# TO BE DONE
A. Edit the account of the family visit from "Although my family" up to and including "sake of a pun.", putting "locusts" wherever "grasshoppers" appears, and give that passage back.
B. Resume the account of the family visit, writing on from its final sentence.

# PAGE EXTRACT
───

The previous week there had been some talk at school of a party for me on friday night. However, I had received no communication on the matter all week. As the evening approached, I was getting increasingly stressed out about whether I was expected to attend some event or not, but I didn't have the contact details of anyone I thought was likely to be involved. So, just after five, I cracked and drove out to the school to ask in person. The upshot was that I arrived back at the house at about 17:40 to tell my family that we were to be at a restaurant for 18:00. Miraculously, we were only about ten minutes late. At the party were eight or nine of Nanyo's English teachers. I was really glad the my family got the opportunity to witness the curiously formal yet drunken spectacle that is a Japanese work party. Before the initial kampai (toast) we were all required to give a little speech. I was first up, and as I turned the politeness up to 11 all I could think about was the alarm bells that must have been ringing in my brother's head at that moment. But everyone managed to pull off it off without incident.

The beer and conversation flowed agreeably for the rest of the meal. The most embarrassing moment was when I choked on a squid ring, but my family assured me later that I 'recovered well'. I'm still not really sure what that means, other than that I didn't die. At the end another bout of extreme politeness ensued, with one of my co-teachers in particular going way over the top in singing my praises. I felt rather embarrassed.

Although my family had to catch the 08:10 shinkansen (bullet train) the next morning, we still felt it would be rude not to swing by Marie's one last time on the way home. At the previous party there had been - naturally enough - a lot of discussion of Japanese food, including the revelation that people around these parts indulge in entomophagy. Specifically, they eat inago, which is grasshoppers coated in a sweet soy sauce. After pouring the sake, Marie nonchalantly produced a bowl of sticky insects as a snack. We all visibly recoiled. I manned up and tried one first, and found it actually quite agreeable. The rest followed suit, although I don't think they were quite so keen on it. Having worked for four years in an insect lab I of course realise that crickets and grasshoppers are not the same thing, but I trust you will cut me some slack for the sake of a pun.

And that was it. Hosokawa and my actual official supervisor insisted on showing up at the station the next morning to see them off, which was nice if a little unnecessary. A lot of people have asked me if it was hard saying goodbye, and I'd have to say it wasn't at all. It was great having them here, but I can talk to them every weekend on Skype. And at this stage, I don't have any longing to be home. Sure, I miss people, and I do occasionally fantasise about being able to go for a pint in the Old Bell with the guys, but I think I'm actually pretty happy with my life in Japan. I feel more content and well-balanced than I have in a long time.

───

Data items:
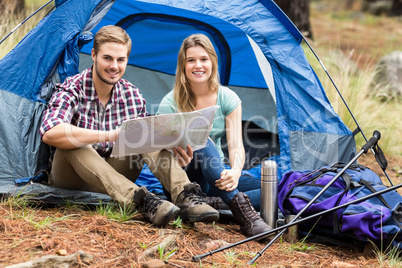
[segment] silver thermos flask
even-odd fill
[[[278,167],[275,161],[261,164],[261,218],[272,228],[278,220]]]

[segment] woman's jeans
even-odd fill
[[[207,145],[194,152],[191,163],[185,167],[188,178],[201,186],[207,196],[219,196],[227,204],[237,193],[248,195],[254,208],[260,210],[261,180],[251,176],[241,176],[237,189],[227,192],[219,190],[215,181],[220,179],[221,172],[225,169],[219,152],[211,140]]]

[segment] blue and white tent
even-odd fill
[[[221,83],[242,100],[243,121],[278,137],[260,147],[276,147],[263,156],[277,161],[280,174],[355,155],[353,134],[308,63],[302,34],[274,1],[56,0],[0,61],[0,185],[8,192],[15,179],[47,165],[38,132],[46,100],[55,83],[91,66],[92,37],[109,24],[131,36],[125,78],[140,88],[150,113],[173,87],[183,39],[204,33],[219,54]]]

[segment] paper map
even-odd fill
[[[211,106],[188,113],[174,113],[124,121],[112,157],[173,149],[189,144],[193,151],[204,148],[216,109]]]

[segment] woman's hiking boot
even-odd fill
[[[145,186],[135,191],[133,199],[144,216],[158,227],[166,226],[180,211],[173,203],[148,192]]]
[[[272,228],[265,223],[254,209],[249,197],[242,192],[229,201],[229,208],[234,219],[240,225],[240,231],[247,237],[270,231]]]
[[[219,212],[209,206],[204,198],[205,194],[197,183],[184,185],[184,190],[176,199],[176,206],[180,208],[180,217],[190,222],[218,221]]]
[[[204,198],[205,203],[213,207],[214,209],[217,210],[230,210],[229,206],[226,205],[225,202],[223,202],[222,198],[219,196],[206,196]]]

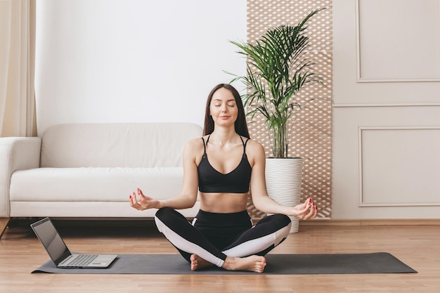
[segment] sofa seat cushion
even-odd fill
[[[11,202],[127,202],[139,187],[163,200],[181,192],[180,167],[38,168],[15,171]],[[148,194],[146,194],[148,193]]]

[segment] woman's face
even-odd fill
[[[220,88],[214,93],[209,105],[209,114],[216,125],[234,125],[238,115],[238,108],[235,99],[229,90]]]

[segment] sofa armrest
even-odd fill
[[[39,168],[41,138],[0,138],[0,217],[9,217],[11,176],[17,170]]]

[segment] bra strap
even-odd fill
[[[208,138],[206,140],[206,143],[205,142],[205,138],[202,136],[202,141],[203,141],[203,157],[206,157],[206,145],[208,144],[208,141],[209,141],[209,138],[211,137],[211,134],[208,136]]]
[[[240,139],[241,139],[241,142],[243,143],[243,157],[246,157],[246,144],[247,143],[249,138],[247,138],[246,141],[243,141],[243,139],[241,138],[241,136],[240,136]]]

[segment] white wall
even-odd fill
[[[229,43],[246,39],[245,0],[39,0],[37,14],[39,136],[58,123],[202,125],[224,70],[245,72]]]
[[[332,218],[440,218],[440,3],[332,8]]]

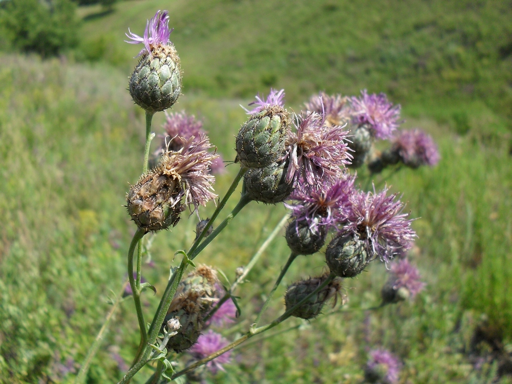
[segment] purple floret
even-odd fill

───

# EXERCISE RESULTS
A.
Although my family had to catch the 08:10 shinkansen (bullet train) the next morning, we still felt it would be rude not to swing by Marie's one last time on the way home. At the previous party there had been - naturally enough - a lot of discussion of Japanese food, including the revelation that people around these parts indulge in entomophagy. Specifically, they eat inago, which is locusts coated in a sweet soy sauce. After pouring the sake, Marie nonchalantly produced a bowl of sticky insects as a snack. We all visibly recoiled. I manned up and tried one first, and found it actually quite agreeable. The rest followed suit, although I don't think they were quite so keen on it. Having worked for four years in an insect lab I of course realise that crickets and locusts are not the same thing, but I trust you will cut me some slack for the sake of a pun.

B.
Stay tuned for my next update, in which I get hit with a stick by a genuine Zen Master.

Friday, November 20, 2009

Kitty vacant

I'm stealth-blogging at school again. As I write, they are boarding up the windows with planks of wood. “Are we expecting another typhoon?” I asked. “No, no,” came the reply, “it's for the snow”. Evidently the snowdrifts here can reach window-shattering proportions. Awesome.

Anyway, enough of that. Let's get back to my family's visit.

Monday: Monday morning was my family's official appointment to meet the head of the board of the education (the gentleman who presented me with my contract back in August) at City Hall. I think it is fair to say they were bricking it, and the chief exporter of bricks was Blair-kun. My family grilled me about etiquette, and I had to confess that I didn't really have a clue, especially about the finer points of omiyage (souvenir) giving. We dressed as smartly as we could, I taught them a couple of polite Japanese greetings (“hajimemashite” and “yoroshiku onegaishimasu”), and we went for it. So eager was I to be punctual that I overshot and arrived a somewhat awkward 20 minutes early. The meeting itself was a little tricky because no-one there was properly bilingual, but we muddled through - my parents' idea to bring brochures from their respective places of work as visual aids was a lifesaver. After about 15 minutes of bowing, handshaking and green tea sipping, we were finished, with no significant diplomatic gaffes. Job's a good 'un.

That afternoon the two generations of Stewarts went their separate ways. Mum and dad took the train to the charming little city of Yonezawa for some sightseeing, while Blair and I went to a theme park called Lina World. The most notable thing about this place is that it is affiliated with Sanrio, the company behind the kawaii empire that is Hello Kitty. So one couldn't move in the park for likenesses of the mouthless feline and her various cutesy friends. Andrea, I was thinking of you.

Disneyland it was not. However, it would be unfair to dismiss the place as entirely wack, since it did have a couple of decent rollercoasters. The trouble was that it was a rainy afternoon in November, and there couldn't have been more than about 20 people there, giving the whole thing a slightly 28 Days Later kind of vibe. There's something inherently depressing about a theme park where the staff comfortably outnumber the customers; I suspect even Alton Towers would seem a bit bleak in those circumstances. But on the plus side, there were no queues, meaning that one could easily compare and contrast the experiences at the front and back of a rollercoaster (for the uninitiated, the front is generally more visually exhilarating, while the back offers greater G-forces).

A few attractions are worthy of particular comment. The haunted house was genuinely unnerving, for two reasons. One, there was no vehicle, with the punters simply walking through it. For my money, this makes it much more immersive and frightening. Second, it was themed as a haunted shrine, and the fact that it was another culture's spooky cliches instead of the standard skeletons, ghosts and vampires made it all the more unsettling. I think maybe the Japanese just do creepy really well.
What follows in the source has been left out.